Reading text:

+ + + + + + +

Are you under-eating? Well, knock it off!

by Denis Faye | September 22, 2015

mary_lou_retton_wheaties_boxNPR ran a segment recently on how many young female athletes tend to undereat, which can result in female athlete triad syndrome: irregular menstruation, low energy, and weak bones. 

The piece focuses on the bone thing, which is understandable. People build stronger bones until their mid-twenties and then it’s all downhill, especially for women because of hormonal changes. So if you’re not getting the nutrients you need up until that point, your bones will never get as strong as they should have.

The solution is, of course, to eat a healthier diet, but more importantly, eat a bigger healthier diet. Frankly, this applies to any malnourished athlete, regardless of age or gender, but it’s obviously slightly harder for young women to wrap their heads around this, thanks in part to the body image issues society dumps on them.

article-0-13C43D25000005DC-186_964x538To put this into perspective, here’s a photo essay from the Daily Mail showing what Olympic athletes eat. One of the women was on a limited time 1,500 calorie diet, but the other two, wrestler Elif Jale Yesilirmak and runner Merve Aydin, snarfed down 3,000 calories a day. And these are not large ladies.

Waxing on about pigging out might seem strange coming from a guy who earns his crust designing low-calorie weight-loss programs, but it isn’t. Most of the world at this point could stand to lose weight. Obesity rates continue to climb, so encouraging weight loss is a good thing in most cases. The trick is in knowing when not to encourage it.

Beachbody nutrition plans run a range from extreme to just common sense, but they all tend to include some sort of “How do I know if I’m under-eating?” section, which I’m going to share with you right now. Yep. Nothing to buy. Just keep reading. (This is why I don’t work in the marketing department.)

+ + + + + + +

Assignment A:
Copy the passage of the article on under-eating that starts at "by Denis Faye" and ends at "they should have.".
Assignment B:
List the three conditions that the article on under-eating gives as making up female athlete triad syndrome.
Assignment C:
Answer these questions about the article on under-eating:
(i) Until what age do people build stronger bones?
(ii) How many calories a day did the wrestler and the runner from the Daily Mail photo essay eat?
(iii) In what sport does Merve Aydin compete?
The records that come next have no connection to the article on under-eating.

Point-per-instance localization data
+ + + + + + +

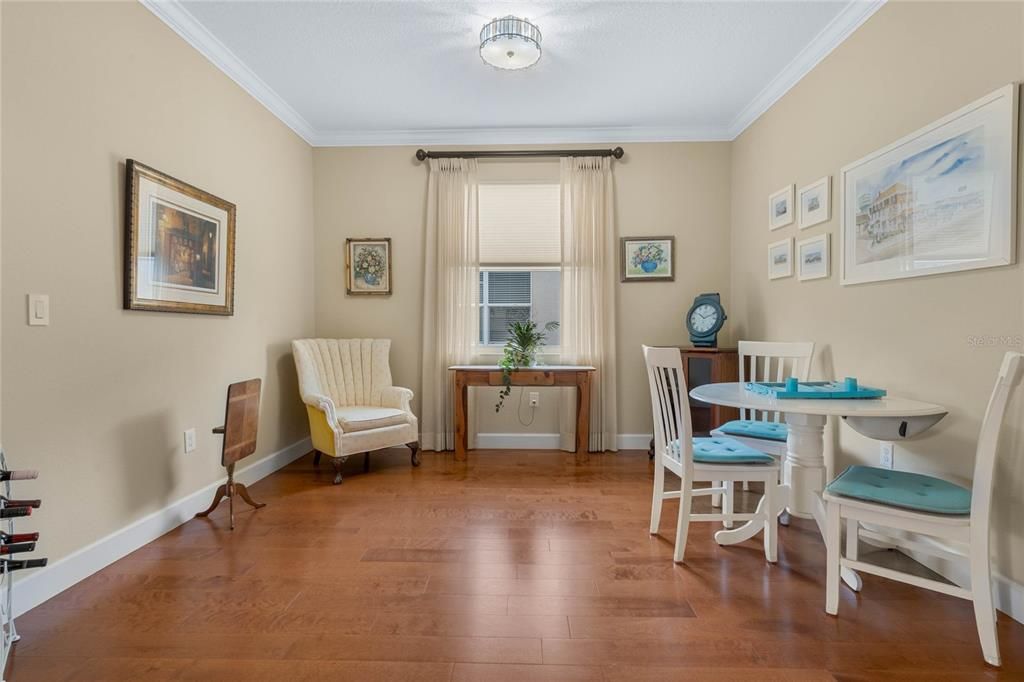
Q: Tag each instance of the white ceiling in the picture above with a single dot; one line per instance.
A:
(410, 73)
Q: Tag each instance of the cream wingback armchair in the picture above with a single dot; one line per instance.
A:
(352, 407)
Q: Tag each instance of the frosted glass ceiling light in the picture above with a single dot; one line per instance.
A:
(510, 43)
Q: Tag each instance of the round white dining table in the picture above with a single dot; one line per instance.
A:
(804, 465)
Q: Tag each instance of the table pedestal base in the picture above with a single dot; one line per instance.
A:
(804, 472)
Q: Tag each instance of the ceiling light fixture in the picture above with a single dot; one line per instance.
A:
(510, 43)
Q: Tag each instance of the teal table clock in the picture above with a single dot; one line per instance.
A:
(705, 320)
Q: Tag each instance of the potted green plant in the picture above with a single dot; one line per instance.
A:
(525, 340)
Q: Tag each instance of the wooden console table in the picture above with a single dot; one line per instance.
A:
(551, 375)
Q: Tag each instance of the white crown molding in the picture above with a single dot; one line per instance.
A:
(174, 14)
(848, 20)
(518, 136)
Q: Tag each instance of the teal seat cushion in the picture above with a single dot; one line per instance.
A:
(724, 451)
(752, 428)
(902, 488)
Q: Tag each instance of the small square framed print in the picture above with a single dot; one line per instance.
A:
(814, 203)
(812, 258)
(648, 258)
(780, 259)
(368, 266)
(780, 208)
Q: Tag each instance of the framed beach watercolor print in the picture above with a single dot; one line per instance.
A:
(780, 259)
(812, 258)
(179, 246)
(780, 208)
(368, 266)
(940, 200)
(647, 258)
(814, 203)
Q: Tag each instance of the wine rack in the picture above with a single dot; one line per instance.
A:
(8, 633)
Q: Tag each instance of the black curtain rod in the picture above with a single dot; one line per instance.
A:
(423, 155)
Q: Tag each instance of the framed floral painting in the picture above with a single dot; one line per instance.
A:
(368, 266)
(648, 258)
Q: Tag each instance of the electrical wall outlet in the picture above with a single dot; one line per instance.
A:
(886, 450)
(189, 440)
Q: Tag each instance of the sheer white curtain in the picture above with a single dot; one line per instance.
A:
(451, 290)
(588, 329)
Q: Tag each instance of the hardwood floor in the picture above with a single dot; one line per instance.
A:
(512, 566)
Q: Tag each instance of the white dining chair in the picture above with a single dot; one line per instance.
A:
(764, 431)
(701, 459)
(956, 516)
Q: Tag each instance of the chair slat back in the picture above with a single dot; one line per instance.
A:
(988, 440)
(670, 405)
(773, 360)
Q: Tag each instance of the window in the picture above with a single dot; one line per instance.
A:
(520, 275)
(518, 295)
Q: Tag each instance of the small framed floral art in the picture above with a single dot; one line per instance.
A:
(368, 266)
(648, 258)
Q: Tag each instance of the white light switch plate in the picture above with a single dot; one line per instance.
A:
(39, 309)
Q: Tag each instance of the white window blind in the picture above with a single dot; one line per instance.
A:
(519, 224)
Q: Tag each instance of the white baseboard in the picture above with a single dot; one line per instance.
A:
(550, 440)
(48, 582)
(1009, 594)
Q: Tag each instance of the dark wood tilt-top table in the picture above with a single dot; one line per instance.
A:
(548, 375)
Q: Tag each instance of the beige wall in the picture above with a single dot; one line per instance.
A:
(906, 67)
(670, 188)
(98, 400)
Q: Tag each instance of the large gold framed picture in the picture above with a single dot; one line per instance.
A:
(179, 246)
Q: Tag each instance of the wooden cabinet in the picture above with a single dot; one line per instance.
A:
(708, 366)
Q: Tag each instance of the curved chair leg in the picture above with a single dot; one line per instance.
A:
(728, 502)
(984, 612)
(657, 498)
(771, 522)
(683, 522)
(833, 557)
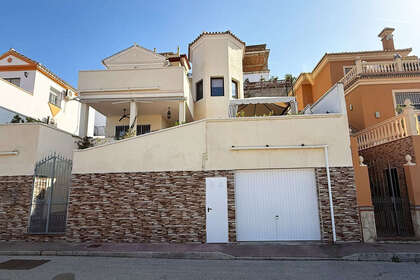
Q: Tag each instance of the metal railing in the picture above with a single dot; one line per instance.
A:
(396, 66)
(50, 192)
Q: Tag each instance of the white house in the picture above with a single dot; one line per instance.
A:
(149, 91)
(29, 89)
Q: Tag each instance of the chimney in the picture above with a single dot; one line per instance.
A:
(387, 38)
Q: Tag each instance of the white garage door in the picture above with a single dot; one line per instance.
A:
(276, 205)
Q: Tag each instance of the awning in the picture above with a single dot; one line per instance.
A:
(260, 106)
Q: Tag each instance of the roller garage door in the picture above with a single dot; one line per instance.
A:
(278, 204)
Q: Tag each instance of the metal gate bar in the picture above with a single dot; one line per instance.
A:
(52, 179)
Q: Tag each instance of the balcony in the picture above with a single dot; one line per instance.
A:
(364, 69)
(401, 126)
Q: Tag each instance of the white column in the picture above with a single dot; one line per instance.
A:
(410, 118)
(83, 119)
(133, 116)
(359, 67)
(181, 112)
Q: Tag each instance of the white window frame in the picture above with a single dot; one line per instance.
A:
(346, 67)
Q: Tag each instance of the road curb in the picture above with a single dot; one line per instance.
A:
(378, 257)
(385, 257)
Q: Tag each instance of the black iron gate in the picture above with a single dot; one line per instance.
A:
(390, 200)
(50, 191)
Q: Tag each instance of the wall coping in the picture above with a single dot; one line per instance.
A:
(241, 119)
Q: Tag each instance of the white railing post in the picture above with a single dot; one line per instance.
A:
(410, 118)
(398, 62)
(359, 67)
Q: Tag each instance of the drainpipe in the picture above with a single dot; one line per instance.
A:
(327, 167)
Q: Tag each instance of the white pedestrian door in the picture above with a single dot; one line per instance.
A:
(276, 204)
(216, 210)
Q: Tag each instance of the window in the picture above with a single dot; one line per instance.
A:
(15, 81)
(121, 130)
(217, 87)
(234, 89)
(199, 90)
(55, 97)
(143, 129)
(347, 69)
(48, 210)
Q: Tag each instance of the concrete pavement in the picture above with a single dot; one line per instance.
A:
(132, 268)
(242, 251)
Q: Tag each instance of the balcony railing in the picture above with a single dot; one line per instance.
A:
(398, 127)
(366, 68)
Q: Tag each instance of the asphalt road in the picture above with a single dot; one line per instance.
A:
(143, 269)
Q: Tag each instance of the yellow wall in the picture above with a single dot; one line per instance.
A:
(216, 56)
(206, 145)
(322, 82)
(367, 99)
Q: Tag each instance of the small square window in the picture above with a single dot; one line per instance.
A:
(15, 81)
(199, 90)
(217, 87)
(234, 89)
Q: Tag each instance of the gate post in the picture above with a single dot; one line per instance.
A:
(364, 198)
(412, 177)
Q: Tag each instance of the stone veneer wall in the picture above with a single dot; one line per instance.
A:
(158, 207)
(394, 151)
(346, 213)
(143, 207)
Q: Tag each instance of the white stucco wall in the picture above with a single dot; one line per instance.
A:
(206, 145)
(32, 142)
(157, 80)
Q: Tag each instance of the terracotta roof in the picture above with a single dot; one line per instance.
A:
(212, 34)
(38, 64)
(369, 52)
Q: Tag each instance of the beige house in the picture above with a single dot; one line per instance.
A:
(209, 166)
(148, 91)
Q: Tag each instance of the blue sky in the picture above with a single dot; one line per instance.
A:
(68, 36)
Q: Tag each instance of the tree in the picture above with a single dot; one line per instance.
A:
(17, 119)
(290, 80)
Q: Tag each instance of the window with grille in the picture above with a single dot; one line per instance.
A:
(199, 90)
(217, 87)
(121, 130)
(15, 81)
(55, 97)
(234, 89)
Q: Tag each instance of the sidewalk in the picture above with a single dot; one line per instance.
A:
(275, 251)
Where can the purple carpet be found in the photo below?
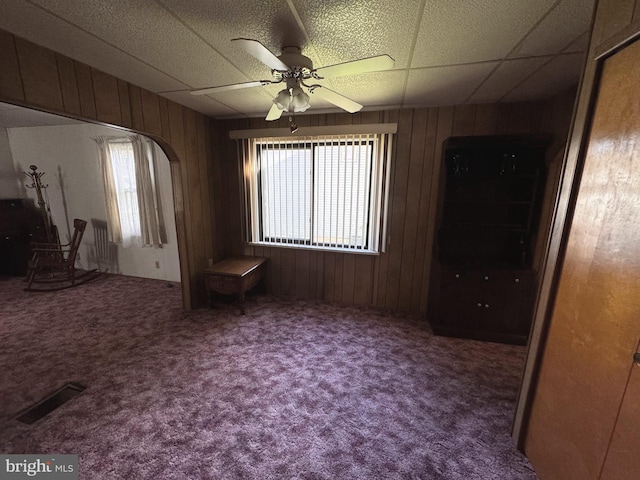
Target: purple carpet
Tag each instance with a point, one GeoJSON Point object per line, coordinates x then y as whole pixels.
{"type": "Point", "coordinates": [292, 390]}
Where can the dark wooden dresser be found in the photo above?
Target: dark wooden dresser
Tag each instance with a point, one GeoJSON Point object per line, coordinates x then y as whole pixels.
{"type": "Point", "coordinates": [20, 223]}
{"type": "Point", "coordinates": [482, 281]}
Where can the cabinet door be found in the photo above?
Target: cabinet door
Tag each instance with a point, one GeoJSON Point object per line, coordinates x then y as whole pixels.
{"type": "Point", "coordinates": [519, 297]}
{"type": "Point", "coordinates": [457, 306]}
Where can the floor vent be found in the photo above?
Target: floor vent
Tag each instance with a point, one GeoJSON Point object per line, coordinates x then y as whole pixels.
{"type": "Point", "coordinates": [50, 403]}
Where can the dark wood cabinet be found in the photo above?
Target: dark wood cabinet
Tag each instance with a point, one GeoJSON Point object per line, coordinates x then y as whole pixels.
{"type": "Point", "coordinates": [20, 224]}
{"type": "Point", "coordinates": [482, 283]}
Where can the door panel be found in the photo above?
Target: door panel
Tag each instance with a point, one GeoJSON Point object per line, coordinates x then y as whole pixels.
{"type": "Point", "coordinates": [596, 319]}
{"type": "Point", "coordinates": [623, 458]}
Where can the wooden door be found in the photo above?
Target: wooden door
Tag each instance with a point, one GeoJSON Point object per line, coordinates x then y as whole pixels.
{"type": "Point", "coordinates": [587, 376]}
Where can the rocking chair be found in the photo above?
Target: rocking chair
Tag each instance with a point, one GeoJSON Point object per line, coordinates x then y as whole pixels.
{"type": "Point", "coordinates": [54, 263]}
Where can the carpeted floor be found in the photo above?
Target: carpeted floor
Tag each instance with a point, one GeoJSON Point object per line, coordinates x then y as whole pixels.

+ + + + + + +

Exercise answer A:
by Denis Faye | September 22, 2015

mary_lou_retton_wheaties_boxNPR ran a segment recently on how many young female athletes tend to undereat, which can result in female athlete triad syndrome: irregular menstruation, low energy, and weak bones. 

The piece focuses on the bone thing, which is understandable. People build stronger bones until their mid-twenties and then it’s all downhill, especially for women because of hormonal changes. So if you’re not getting the nutrients you need up until that point, your bones will never get as strong as they should have.

Exercise answer B:
Irregular menstruation
Low energy
Weak bones

Exercise answer C:
(i) Until their mid-twenties.
(ii) 3,000 calories a day.
(iii) Running.